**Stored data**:
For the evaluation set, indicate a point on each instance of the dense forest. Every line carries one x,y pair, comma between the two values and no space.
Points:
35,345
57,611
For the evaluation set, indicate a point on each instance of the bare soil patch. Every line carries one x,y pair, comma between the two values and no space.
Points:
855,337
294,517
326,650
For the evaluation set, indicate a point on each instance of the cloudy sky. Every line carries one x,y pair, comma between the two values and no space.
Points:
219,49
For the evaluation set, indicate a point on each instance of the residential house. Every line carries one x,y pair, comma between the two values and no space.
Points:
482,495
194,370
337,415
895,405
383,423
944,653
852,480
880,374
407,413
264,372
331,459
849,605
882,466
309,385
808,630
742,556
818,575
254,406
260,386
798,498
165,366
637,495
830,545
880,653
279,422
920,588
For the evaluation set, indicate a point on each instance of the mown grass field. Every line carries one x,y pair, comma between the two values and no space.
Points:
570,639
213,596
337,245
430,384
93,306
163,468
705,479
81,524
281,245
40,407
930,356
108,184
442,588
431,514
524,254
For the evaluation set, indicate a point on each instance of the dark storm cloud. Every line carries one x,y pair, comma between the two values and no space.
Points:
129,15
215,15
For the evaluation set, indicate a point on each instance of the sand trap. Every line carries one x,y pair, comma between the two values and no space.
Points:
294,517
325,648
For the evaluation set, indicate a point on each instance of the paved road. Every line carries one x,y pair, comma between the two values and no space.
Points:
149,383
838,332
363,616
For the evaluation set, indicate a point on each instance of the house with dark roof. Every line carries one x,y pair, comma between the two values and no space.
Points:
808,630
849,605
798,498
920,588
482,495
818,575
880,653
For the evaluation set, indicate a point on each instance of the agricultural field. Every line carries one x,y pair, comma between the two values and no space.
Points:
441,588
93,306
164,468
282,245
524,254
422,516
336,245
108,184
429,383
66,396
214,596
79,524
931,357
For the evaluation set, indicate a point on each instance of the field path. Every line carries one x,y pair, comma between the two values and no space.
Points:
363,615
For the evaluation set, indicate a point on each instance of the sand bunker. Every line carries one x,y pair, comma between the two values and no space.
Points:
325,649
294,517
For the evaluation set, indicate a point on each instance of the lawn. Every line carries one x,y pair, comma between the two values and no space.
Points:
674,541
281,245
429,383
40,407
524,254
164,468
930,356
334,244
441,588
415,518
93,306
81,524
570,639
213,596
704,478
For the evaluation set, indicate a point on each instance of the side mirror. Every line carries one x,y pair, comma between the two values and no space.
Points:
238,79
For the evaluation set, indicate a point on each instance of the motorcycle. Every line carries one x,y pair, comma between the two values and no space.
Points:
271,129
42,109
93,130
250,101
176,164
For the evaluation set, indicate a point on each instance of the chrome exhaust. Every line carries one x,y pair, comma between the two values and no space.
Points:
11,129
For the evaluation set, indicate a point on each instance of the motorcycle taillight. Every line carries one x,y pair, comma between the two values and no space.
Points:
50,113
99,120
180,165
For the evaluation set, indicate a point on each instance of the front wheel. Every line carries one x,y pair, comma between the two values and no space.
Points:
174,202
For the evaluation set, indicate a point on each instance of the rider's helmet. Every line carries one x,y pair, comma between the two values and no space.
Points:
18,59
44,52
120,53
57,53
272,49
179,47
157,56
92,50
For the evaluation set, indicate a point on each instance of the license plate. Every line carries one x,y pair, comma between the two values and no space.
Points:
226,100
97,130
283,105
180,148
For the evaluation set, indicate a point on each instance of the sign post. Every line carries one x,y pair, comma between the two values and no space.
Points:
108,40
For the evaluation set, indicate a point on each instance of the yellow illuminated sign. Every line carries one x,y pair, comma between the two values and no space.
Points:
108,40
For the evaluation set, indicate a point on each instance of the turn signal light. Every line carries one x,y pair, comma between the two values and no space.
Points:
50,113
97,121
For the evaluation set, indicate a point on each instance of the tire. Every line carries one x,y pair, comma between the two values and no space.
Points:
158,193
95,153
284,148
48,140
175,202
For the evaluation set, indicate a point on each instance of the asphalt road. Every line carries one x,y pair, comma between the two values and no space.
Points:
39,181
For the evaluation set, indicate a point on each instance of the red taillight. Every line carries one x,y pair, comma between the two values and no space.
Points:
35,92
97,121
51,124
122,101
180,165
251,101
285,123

**Goal of the exercise**: All lines from the one containing "of the sign" through the final line of the listing above are to be reproduced exactly; include both and add nothing.

**Response to the task**:
For the evaluation set, indicate a point on each instance of the sign post. Every line carries one x,y pair, comma between the two values and no space.
Points:
108,40
For the evaluation set, indicate a point on each instance of the yellow illuminated sign. Every line carries one x,y pair, comma between the two values and no space.
Points:
108,40
For the evaluation set, indicate a point on each instance of the turn signal light. Every line carries one x,y pair, comma between the two values and no space.
Points:
50,113
97,121
For the evaluation set, indicate a point on each instance of the tire. Every line carries one x,y pair, comma between the two values and no space.
Points:
158,193
95,153
284,148
48,140
175,202
For the evaluation set, indicate a point on each instance of the asphalt road. Every line carries one x,y pair, comma between the two values and no space.
Points:
39,181
For the evaluation set, indicate a point on each instance of the red taillight. Every line carries one x,y pair, comma between the two values and no space.
Points:
35,92
97,121
51,124
122,101
180,165
251,101
285,123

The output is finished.